- _Directions for this task_
Please copy out word for word only the lines below, starting with the line that contains "Expected behaviour: a marker sits on the modern" and continuing through the final line.

- _Supplied records_
++++++++

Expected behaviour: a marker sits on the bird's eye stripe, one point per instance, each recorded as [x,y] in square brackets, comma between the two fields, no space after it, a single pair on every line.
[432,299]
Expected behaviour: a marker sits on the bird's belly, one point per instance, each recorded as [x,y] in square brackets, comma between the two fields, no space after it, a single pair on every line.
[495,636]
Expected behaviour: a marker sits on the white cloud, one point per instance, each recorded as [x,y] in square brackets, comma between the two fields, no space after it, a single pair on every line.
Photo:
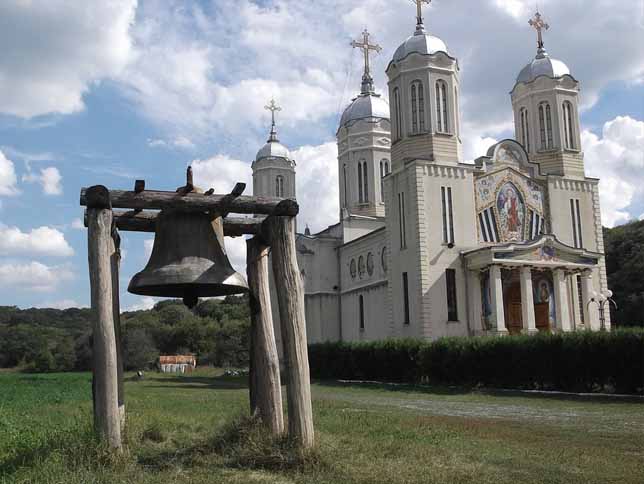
[62,304]
[43,241]
[77,224]
[34,276]
[8,178]
[144,303]
[58,49]
[617,158]
[49,178]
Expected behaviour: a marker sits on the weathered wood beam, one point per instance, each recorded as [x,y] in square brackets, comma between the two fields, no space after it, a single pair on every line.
[107,418]
[265,386]
[136,221]
[280,232]
[158,200]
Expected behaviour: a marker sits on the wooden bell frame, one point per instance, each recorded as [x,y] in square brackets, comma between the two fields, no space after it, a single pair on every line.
[274,231]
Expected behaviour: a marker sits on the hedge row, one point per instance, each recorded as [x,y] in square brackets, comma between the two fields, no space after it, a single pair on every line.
[577,362]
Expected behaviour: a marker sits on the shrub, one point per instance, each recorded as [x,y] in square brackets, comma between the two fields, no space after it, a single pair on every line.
[578,362]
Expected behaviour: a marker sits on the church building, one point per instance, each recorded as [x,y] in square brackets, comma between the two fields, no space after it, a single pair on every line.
[428,246]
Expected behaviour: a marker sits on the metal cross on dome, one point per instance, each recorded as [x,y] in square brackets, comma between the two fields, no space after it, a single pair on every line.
[419,12]
[539,24]
[273,108]
[366,47]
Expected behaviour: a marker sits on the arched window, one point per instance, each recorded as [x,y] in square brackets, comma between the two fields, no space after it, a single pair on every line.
[442,120]
[360,194]
[525,128]
[397,115]
[417,107]
[569,135]
[279,186]
[545,126]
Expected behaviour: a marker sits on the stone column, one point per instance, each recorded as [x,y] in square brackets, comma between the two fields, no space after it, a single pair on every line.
[527,301]
[496,293]
[590,313]
[476,303]
[561,300]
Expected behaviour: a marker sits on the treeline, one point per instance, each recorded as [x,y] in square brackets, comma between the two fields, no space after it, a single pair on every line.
[60,340]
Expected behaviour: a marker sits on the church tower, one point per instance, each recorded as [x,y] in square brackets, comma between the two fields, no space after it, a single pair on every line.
[364,146]
[274,168]
[423,92]
[545,101]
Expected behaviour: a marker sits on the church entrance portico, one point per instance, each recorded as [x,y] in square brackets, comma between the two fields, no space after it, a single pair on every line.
[526,288]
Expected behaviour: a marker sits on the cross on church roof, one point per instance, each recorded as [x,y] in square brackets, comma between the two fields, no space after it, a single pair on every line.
[419,13]
[273,108]
[367,81]
[539,24]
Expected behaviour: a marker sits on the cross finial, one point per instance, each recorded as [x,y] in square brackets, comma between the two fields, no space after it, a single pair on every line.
[419,14]
[365,46]
[273,108]
[539,24]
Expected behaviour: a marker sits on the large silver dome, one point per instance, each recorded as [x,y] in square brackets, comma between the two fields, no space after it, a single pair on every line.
[365,106]
[273,149]
[421,43]
[543,65]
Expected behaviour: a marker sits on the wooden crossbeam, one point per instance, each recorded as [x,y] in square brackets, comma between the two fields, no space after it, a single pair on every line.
[137,221]
[191,202]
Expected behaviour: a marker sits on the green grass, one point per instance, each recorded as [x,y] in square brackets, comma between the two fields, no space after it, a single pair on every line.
[189,429]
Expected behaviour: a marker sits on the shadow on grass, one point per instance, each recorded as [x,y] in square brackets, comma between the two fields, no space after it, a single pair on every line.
[493,392]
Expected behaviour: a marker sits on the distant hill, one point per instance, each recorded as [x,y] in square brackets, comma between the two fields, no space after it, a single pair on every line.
[624,246]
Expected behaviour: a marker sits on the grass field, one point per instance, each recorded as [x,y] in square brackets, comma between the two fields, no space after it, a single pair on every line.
[179,431]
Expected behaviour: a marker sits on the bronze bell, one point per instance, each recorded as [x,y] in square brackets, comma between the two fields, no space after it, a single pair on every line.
[188,260]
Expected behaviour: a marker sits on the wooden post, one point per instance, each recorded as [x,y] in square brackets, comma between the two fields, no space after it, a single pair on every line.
[290,295]
[105,384]
[265,386]
[116,311]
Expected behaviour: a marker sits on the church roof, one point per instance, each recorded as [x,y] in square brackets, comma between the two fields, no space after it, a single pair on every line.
[366,105]
[421,42]
[543,65]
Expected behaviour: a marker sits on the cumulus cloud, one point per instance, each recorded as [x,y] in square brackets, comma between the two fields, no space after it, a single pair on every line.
[34,276]
[43,241]
[8,178]
[617,158]
[49,178]
[58,49]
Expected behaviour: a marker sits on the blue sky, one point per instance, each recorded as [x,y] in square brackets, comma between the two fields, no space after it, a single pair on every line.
[119,90]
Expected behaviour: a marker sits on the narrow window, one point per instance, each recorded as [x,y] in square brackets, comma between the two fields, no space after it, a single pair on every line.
[406,297]
[452,305]
[574,222]
[360,196]
[448,215]
[414,110]
[549,125]
[365,183]
[580,300]
[580,238]
[401,220]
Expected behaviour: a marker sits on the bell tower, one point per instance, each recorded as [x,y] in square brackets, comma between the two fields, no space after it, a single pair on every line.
[364,145]
[274,168]
[545,101]
[424,97]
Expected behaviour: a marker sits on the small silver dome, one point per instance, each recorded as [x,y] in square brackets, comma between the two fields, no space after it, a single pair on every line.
[365,106]
[273,149]
[421,43]
[543,65]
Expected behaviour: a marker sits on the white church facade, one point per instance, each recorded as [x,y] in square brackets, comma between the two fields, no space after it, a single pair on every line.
[428,246]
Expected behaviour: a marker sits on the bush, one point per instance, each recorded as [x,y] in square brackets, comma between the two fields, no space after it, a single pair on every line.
[578,362]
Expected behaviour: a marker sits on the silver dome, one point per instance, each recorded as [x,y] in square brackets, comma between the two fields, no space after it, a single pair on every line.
[365,106]
[421,43]
[543,65]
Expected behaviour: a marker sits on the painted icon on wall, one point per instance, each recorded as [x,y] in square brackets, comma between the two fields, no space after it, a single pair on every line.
[511,210]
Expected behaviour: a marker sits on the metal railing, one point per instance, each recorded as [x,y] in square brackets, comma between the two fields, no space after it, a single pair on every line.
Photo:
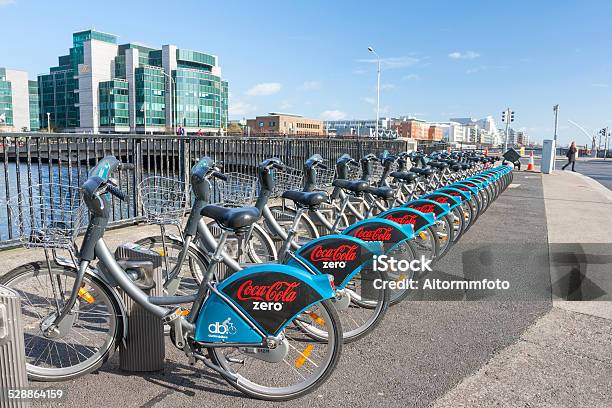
[65,159]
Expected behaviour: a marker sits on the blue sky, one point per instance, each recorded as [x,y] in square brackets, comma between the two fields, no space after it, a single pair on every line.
[440,58]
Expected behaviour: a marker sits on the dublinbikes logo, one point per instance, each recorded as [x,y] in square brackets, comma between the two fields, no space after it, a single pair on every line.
[221,330]
[268,297]
[426,208]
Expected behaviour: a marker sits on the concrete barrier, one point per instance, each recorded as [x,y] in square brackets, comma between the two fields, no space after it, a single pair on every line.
[13,374]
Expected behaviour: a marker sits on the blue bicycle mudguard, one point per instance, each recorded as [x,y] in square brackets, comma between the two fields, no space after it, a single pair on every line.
[471,188]
[480,179]
[455,192]
[408,216]
[376,229]
[269,295]
[443,198]
[489,175]
[429,206]
[477,182]
[341,256]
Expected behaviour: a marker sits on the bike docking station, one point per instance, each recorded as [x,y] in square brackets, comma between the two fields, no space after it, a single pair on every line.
[144,347]
[13,376]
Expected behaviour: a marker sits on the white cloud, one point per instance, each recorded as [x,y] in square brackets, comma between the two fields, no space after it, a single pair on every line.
[393,62]
[310,86]
[264,89]
[369,100]
[476,69]
[239,108]
[285,105]
[333,115]
[463,55]
[411,77]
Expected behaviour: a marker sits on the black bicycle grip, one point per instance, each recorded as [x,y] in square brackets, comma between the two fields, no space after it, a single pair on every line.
[126,166]
[219,175]
[116,191]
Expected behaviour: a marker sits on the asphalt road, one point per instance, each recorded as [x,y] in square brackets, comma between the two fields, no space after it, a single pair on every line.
[598,169]
[420,351]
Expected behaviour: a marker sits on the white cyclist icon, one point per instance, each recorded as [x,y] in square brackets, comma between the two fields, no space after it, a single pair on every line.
[229,325]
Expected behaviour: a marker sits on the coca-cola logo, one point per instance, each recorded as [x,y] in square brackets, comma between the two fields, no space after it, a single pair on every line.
[276,292]
[378,234]
[427,208]
[453,193]
[343,252]
[404,219]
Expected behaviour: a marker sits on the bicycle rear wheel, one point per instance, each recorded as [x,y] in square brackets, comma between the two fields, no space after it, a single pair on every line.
[303,365]
[87,336]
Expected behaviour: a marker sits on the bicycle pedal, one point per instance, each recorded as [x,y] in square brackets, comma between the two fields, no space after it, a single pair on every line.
[172,315]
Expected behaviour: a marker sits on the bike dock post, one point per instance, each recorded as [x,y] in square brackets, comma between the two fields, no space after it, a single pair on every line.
[144,349]
[13,374]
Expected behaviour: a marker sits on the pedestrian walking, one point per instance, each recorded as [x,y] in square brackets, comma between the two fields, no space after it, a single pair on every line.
[571,154]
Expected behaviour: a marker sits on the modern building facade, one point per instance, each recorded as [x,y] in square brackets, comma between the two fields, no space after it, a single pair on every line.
[361,128]
[18,101]
[100,86]
[285,124]
[418,129]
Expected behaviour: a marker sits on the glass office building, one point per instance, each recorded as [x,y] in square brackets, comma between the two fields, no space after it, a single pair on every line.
[100,86]
[18,101]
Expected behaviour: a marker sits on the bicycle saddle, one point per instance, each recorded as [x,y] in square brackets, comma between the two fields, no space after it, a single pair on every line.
[404,175]
[306,199]
[428,171]
[356,186]
[232,218]
[382,192]
[438,165]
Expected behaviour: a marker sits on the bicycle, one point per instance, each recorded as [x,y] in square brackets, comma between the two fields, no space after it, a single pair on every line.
[353,281]
[297,304]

++++++++

- _The result_
Expected behaviour: a marker sits on the modern building facade, one point per instance, each recorded as [x,y] in square brackets, comma between the two fields, no space after it, a single pair on every line.
[361,128]
[18,101]
[100,86]
[285,124]
[418,129]
Expected behaviour: a marker sits on the glass office building, one point per instance, each recorded as [x,y] in square brackets, comma between the two fields, no space after it, a single pair on every line.
[100,86]
[18,101]
Expected behaviour: a marker sits on the bicycle saddle, one point per instance, each recorded as [x,y] in square brackets, comma between the two fields, no space after it, a single pair on every line.
[404,175]
[306,199]
[428,171]
[356,186]
[232,218]
[382,192]
[438,165]
Expected behaviour: a marker sits on the bicycle, one point per instance, each recorded as [x,y] in square brackets, comma between the two fields, no space after it, a single pair on every line.
[353,281]
[297,304]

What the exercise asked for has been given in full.